Input

== == ==

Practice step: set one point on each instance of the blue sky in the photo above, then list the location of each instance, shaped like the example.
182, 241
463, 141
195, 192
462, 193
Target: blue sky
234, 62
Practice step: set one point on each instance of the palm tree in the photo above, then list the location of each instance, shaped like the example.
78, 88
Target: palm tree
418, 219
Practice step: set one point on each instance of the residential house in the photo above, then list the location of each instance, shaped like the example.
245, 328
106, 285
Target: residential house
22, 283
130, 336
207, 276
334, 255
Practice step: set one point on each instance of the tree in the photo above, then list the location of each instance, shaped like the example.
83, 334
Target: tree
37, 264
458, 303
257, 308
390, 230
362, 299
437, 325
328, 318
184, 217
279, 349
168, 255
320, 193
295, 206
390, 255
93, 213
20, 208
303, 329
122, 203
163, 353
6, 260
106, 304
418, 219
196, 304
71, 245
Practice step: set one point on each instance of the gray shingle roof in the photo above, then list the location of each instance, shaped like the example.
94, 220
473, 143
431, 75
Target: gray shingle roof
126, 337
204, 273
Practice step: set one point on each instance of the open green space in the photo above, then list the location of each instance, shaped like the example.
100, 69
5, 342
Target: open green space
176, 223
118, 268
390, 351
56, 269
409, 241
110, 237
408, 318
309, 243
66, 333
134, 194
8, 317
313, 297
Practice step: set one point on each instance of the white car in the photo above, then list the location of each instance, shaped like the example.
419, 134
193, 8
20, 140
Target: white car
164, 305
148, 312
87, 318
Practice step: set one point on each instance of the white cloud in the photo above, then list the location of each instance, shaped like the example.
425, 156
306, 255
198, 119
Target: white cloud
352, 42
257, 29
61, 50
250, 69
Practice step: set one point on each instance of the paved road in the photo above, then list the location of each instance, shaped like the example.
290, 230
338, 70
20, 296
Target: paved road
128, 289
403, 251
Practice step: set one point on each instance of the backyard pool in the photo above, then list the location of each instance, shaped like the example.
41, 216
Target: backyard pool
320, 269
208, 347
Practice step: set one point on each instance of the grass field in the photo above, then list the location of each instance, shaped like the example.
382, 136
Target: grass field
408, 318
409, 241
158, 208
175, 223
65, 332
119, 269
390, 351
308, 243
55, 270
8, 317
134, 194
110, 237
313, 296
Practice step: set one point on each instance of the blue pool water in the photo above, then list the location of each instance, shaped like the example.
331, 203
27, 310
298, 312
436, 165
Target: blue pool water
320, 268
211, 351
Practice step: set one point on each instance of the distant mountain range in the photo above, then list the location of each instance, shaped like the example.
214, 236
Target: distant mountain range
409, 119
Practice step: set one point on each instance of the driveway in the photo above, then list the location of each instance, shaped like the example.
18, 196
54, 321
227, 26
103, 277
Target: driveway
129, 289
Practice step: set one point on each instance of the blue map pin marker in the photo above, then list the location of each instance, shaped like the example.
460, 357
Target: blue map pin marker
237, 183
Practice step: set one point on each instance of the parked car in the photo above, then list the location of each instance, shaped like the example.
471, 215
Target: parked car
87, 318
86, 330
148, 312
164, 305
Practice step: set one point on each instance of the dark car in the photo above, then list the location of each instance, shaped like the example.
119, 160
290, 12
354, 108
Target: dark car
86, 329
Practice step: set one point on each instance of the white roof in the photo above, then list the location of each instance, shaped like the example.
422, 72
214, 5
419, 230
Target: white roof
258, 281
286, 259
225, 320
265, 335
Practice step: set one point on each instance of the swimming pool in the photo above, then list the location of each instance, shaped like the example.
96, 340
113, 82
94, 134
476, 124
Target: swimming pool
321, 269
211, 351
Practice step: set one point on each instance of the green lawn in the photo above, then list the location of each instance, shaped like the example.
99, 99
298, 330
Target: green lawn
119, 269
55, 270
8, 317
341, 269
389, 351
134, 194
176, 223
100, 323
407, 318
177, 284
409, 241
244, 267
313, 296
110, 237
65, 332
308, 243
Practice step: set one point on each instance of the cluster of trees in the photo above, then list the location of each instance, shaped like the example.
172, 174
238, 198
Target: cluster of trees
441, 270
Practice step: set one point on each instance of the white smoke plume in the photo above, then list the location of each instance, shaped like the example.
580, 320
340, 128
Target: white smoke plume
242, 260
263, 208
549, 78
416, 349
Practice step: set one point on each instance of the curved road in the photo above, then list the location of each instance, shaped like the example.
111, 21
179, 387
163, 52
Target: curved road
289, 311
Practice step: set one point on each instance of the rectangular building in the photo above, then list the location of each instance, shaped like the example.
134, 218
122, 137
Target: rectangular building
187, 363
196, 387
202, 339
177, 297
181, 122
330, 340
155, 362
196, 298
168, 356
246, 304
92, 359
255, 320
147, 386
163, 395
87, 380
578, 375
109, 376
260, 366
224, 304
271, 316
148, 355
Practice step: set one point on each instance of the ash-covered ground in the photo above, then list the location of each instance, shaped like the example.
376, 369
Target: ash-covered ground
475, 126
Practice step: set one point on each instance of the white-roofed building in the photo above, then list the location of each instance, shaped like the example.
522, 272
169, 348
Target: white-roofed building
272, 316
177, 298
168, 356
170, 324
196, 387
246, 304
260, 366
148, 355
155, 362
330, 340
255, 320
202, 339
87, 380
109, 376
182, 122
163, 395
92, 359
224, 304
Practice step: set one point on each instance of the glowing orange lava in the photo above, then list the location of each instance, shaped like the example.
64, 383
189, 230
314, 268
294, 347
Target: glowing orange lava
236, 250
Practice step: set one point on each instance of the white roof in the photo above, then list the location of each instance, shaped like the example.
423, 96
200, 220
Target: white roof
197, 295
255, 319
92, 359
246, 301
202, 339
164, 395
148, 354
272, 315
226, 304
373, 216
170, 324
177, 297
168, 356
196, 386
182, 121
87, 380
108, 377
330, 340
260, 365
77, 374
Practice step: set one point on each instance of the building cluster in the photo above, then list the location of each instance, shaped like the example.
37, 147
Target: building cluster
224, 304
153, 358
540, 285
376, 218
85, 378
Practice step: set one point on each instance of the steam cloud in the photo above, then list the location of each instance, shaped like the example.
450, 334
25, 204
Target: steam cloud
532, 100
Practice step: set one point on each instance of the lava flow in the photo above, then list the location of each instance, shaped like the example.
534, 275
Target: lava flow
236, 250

== == ==

An exact copy is required of each line from the one containing "Practice step: set one point on each instance of the building" through the last line of the material, and of no other line.

Answer for this exercise
Practice step: set one point on each instance of the building cluster in the photo above, then list the location of each instance, shaped like the example.
37, 147
Target: building cluster
224, 304
153, 358
540, 285
376, 218
85, 378
Practice step: set one point on each instance of the steam cloud in the photo above, then list the location of each instance, shaped like the example.
450, 334
25, 204
Target: steam cloud
532, 100
Practice step: set one point on each instance of the lava flow in the photo above, then list the location of each instance, shaped like the example.
534, 275
Target: lava flow
236, 250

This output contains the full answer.